■ What is needed
Locate each line in the rows below that contains the word "queried" and copy those lines out in full.

■ Data records
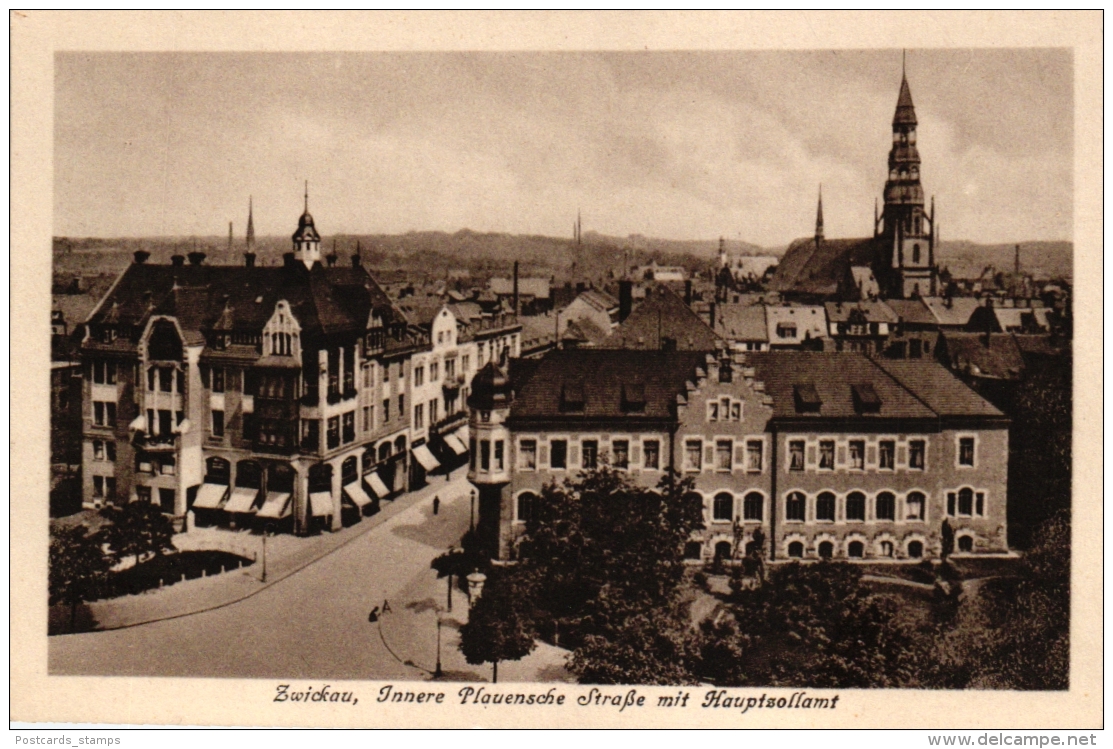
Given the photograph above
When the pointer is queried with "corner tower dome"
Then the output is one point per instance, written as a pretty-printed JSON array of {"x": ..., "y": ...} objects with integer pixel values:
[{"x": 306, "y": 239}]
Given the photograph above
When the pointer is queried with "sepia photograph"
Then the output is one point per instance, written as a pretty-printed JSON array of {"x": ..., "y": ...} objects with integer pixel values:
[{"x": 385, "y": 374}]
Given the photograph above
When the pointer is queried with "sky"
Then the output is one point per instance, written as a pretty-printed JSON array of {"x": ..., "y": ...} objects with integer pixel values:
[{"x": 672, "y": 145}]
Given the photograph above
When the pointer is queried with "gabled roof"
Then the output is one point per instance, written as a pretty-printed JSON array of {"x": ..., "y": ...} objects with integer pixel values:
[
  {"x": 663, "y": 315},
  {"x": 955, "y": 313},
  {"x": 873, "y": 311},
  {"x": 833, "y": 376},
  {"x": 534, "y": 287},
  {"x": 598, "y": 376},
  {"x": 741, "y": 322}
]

==

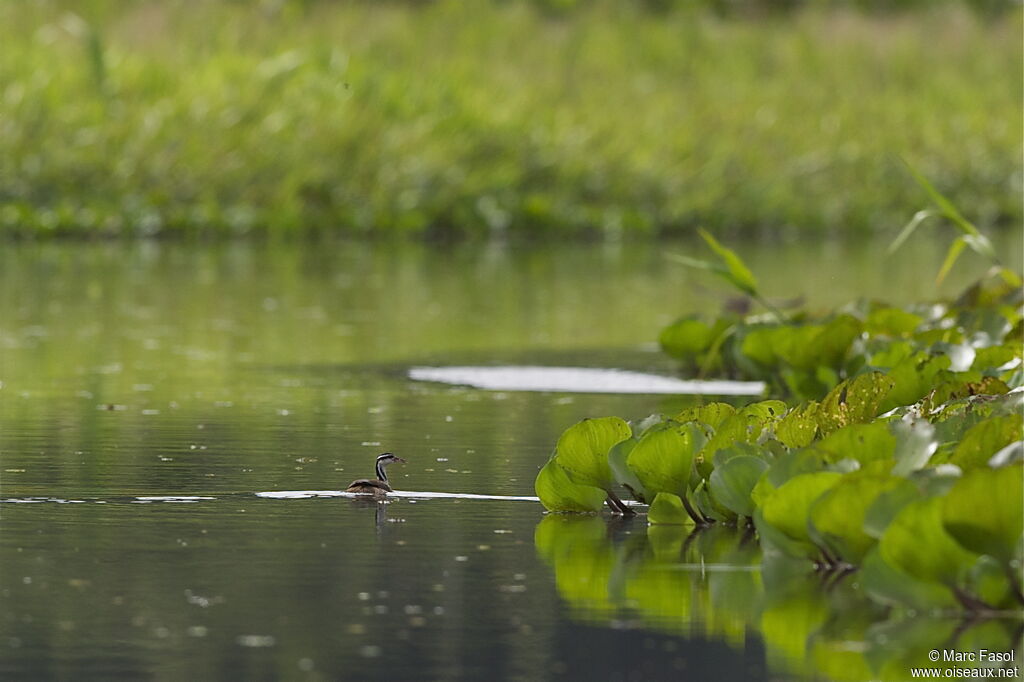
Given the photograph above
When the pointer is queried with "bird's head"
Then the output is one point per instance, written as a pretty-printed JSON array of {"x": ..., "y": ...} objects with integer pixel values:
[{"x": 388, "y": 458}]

--

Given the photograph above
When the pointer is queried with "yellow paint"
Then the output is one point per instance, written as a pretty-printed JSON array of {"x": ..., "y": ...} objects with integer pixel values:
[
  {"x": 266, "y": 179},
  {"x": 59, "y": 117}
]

■ Full answer
When the pointer is queried with "corner tower dome"
When the pointer is queried with "sepia photograph"
When the pointer is queried with "sky"
When the pointer is queried with "gabled roof"
When the pointer is queried with "bird's head"
When the pointer is queried with "yellow paint"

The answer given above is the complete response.